• _DOCUMENT SEGMENT_

________________

I have found that asking, innocently, "why is it important to get the 
wrong answer quickly" sometimes clarifies such situations.

Strange things do happen. I had an otherwise sane customer that had 
10 Mbps to the desktop, which was routed to two FDDI rings on 
dual-ported servers. There were about 100 servers, 85 for software 
development and 15 production.  About 1000 programmers with 
high-powered UNIX workstations accessed these servers.


>A while back I had the experience of witnessing a large network expenditure
>for similar reasons as the below.
>
>Unfortunately, the underlying problems *causing* the collisions and
>broadcasts went unaddressed.  Raw speed can hide many ills.    For a while.
>
>Before moving over to a switched environment, you might want to take a
>comparatively easy look at your 10Mb shared environment.  You should be able
>to take a peek at all the traffic, all at once, and find any glaring errors
>there.  There has been much previous groupstudy traffic on inexpensive/free
>and costly ethernet sniffers available.

________________

• _DATA EXCERPTS_
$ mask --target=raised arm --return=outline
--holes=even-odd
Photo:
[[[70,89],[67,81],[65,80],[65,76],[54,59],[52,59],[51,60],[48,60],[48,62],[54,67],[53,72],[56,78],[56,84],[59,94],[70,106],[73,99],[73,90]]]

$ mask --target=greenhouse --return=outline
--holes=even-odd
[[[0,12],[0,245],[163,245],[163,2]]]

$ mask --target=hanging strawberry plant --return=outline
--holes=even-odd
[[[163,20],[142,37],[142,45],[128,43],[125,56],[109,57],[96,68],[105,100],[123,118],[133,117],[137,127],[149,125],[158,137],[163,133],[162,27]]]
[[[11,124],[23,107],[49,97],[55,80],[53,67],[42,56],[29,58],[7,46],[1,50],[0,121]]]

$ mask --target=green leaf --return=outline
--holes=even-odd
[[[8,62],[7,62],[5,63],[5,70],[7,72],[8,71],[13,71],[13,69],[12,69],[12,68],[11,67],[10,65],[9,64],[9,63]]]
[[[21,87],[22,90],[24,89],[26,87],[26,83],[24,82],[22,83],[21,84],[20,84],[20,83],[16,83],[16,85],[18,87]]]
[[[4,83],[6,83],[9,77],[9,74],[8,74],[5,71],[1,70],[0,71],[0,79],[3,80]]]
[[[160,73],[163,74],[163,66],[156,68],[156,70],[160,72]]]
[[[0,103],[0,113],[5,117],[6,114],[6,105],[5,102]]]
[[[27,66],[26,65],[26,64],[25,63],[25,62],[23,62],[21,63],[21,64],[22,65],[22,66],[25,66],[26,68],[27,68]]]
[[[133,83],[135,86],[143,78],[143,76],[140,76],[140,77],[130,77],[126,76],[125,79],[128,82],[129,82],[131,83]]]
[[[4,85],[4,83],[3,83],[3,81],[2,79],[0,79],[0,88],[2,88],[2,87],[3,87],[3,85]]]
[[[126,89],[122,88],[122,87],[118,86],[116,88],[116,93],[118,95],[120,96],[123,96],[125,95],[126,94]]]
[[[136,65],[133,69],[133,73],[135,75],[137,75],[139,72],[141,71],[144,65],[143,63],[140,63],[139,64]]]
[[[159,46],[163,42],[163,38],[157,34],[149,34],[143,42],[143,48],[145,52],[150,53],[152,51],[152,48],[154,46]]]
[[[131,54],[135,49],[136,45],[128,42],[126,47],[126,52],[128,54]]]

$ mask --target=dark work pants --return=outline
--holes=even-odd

________________

• _GOALS_
A) Answer these questions from the networking post:
(i) How many servers did the customer have in total?
(ii) About how many programmers accessed those servers?
(iii) Which environment does the quoted writer suggest examining before moving to a switched one?
B) From the networking post, extract the passage that begins at the words "I have found" and ends after the words "as the below.".
The lines come from a different source than the text.

• _SOLUTIONS PER TASK_
A)
(i) About 100 servers: 85 for software development and 15 for production.
(ii) About 1000.
(iii) The 10Mb shared environment.

B)
I have found that asking, innocently, "why is it important to get the 
wrong answer quickly" sometimes clarifies such situations.

Strange things do happen. I had an otherwise sane customer that had 
10 Mbps to the desktop, which was routed to two FDDI rings on 
dual-ported servers. There were about 100 servers, 85 for software 
development and 15 production.  About 1000 programmers with 
high-powered UNIX workstations accessed these servers.


>A while back I had the experience of witnessing a large network expenditure
>for similar reasons as the below.